━━━━━ SOURCE
1. It is a **supervised learning** task. Because given labeled training examples (each instance comes with the expected output, i.e., the district’s median housing price). 
2. It is a **regression task**. Because asked to predict a value. 
    - More specifically, this is a **multiple regression** problem since the system will use multiple attributes to make a prediction (it will use the district’s population, the median income, etc.). 
    - It is also a **univariate regression** problem since we are only trying to predict a single value for each district. If we were trying to predict multiple values per district, it would be a **multivariate regression** problem. 
3. There is no continuous flow of data coming in the system, there is no particular need to adjust to changing data rapidly, and the data is small enough to fit in memory, so plain **batch learning** should do just fine.

## Performance Measure

### Root Mean Square Error

$$Euclidean\ norm\ (norm2): RMSE(X,h)=\sqrt{\frac{1}{m}\sum_{i=1}^m{(h(x)^i-y^i)^2}}$$
It gives an idea of how much error the system typically makes in its predictions, with a higher weight for large errors.

### Mean Absolute Error

$$Manhattan\ norm\ (norm1): MSE(X,h)=\frac{1}{m}\sum_{i=1}^m{|h(x)^i-y^i|}$$

For example, suppose that there are many **outlier districts**. Consider using the Mean Absolute Error.

## Check the Data

In [None]:
housing.info()

Each row represents one district. There are 10 attributes and 20,640 instances in the dataset. Notice that the total_bed rooms attribute has only 20,433 non-null values, meaning that 207 districts are missing this attribute. The only categorical attribute is "ocean_proximity".

In [None]:
sns.barplot(x=housing["ocean_proximity"].value_counts().index,
            y=housing["ocean_proximity"].value_counts().values)
plt.title("Ocean Proximity")
plt.show()

In [None]:
display(housing.describe())

Note that the null values are ignored (so, for example, count of total_bedrooms is 20,433, not 20,640). The std row shows the standard deviation, which measures how dispersed the values are. 12 The 25%, 50%, and 75% rows show the corresponding percentiles: a percentile indicates the value below which a given percentage of observations in a group of observations falls. For example, 25% of the districts have a housing_median_age lower than 18, while 50% are lower than 29 and 75% are lower than 37. These are often called the 25 th percentile (or 1 st quartile), the median, and the 75 th percentile (or 3 rd quartile).
━━━━━━━━━━
━━━━━ EXTRACTED ENTRIES
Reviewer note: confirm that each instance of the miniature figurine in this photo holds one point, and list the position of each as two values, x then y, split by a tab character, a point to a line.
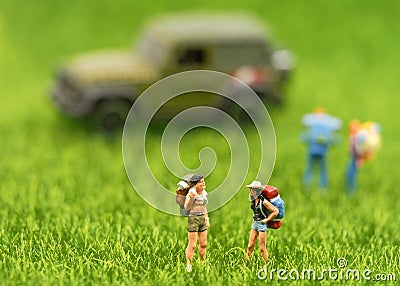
365	139
319	136
183	188
264	211
198	220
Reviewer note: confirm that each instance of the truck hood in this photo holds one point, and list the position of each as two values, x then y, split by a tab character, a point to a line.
111	67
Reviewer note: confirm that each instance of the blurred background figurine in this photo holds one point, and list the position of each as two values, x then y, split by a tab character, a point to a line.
365	139
320	134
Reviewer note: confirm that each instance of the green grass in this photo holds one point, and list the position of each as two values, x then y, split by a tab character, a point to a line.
68	214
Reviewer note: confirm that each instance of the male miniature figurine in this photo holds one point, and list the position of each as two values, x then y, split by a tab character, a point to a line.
365	139
319	136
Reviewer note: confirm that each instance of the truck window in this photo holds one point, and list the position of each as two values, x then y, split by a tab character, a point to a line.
191	56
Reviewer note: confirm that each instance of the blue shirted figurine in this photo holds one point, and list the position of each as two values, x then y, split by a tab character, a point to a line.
319	136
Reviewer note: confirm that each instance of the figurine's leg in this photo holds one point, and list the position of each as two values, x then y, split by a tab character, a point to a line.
351	175
252	242
307	177
191	246
323	179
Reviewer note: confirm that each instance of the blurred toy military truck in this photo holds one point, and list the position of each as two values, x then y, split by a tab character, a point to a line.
102	86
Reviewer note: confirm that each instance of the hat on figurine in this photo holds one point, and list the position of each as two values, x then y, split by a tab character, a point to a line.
196	177
255	185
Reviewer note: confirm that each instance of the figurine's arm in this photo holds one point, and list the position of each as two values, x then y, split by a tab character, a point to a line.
273	211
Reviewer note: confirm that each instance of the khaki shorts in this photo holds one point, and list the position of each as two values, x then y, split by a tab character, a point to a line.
197	223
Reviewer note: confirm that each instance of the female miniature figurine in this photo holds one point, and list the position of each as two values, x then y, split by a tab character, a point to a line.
198	220
264	211
365	139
━━━━━━━━━━
TASKS TO CARRY OUT →
**A.** Return the portion of the housing text from "### Mean Absolute" up to and including "housing.info()", copied word for word.
**B.** Answer these questions from the housing text:
(i) How many instances does the dataset contain?
(ii) Which attribute is the only categorical one?
(iii) Which error measure is suggested when there are many outlier districts?

SOLUTIONS BY TASK →
**A.**
### Mean Absolute Error

$$Manhattan\ norm\ (norm1): MSE(X,h)=\frac{1}{m}\sum_{i=1}^m{|h(x)^i-y^i|}$$

For example, suppose that there are many **outlier districts**. Consider using the Mean Absolute Error.

## Check the Data

In [None]:
housing.info()

**B.**
(i) 20,640
(ii) ocean_proximity
(iii) Mean Absolute Error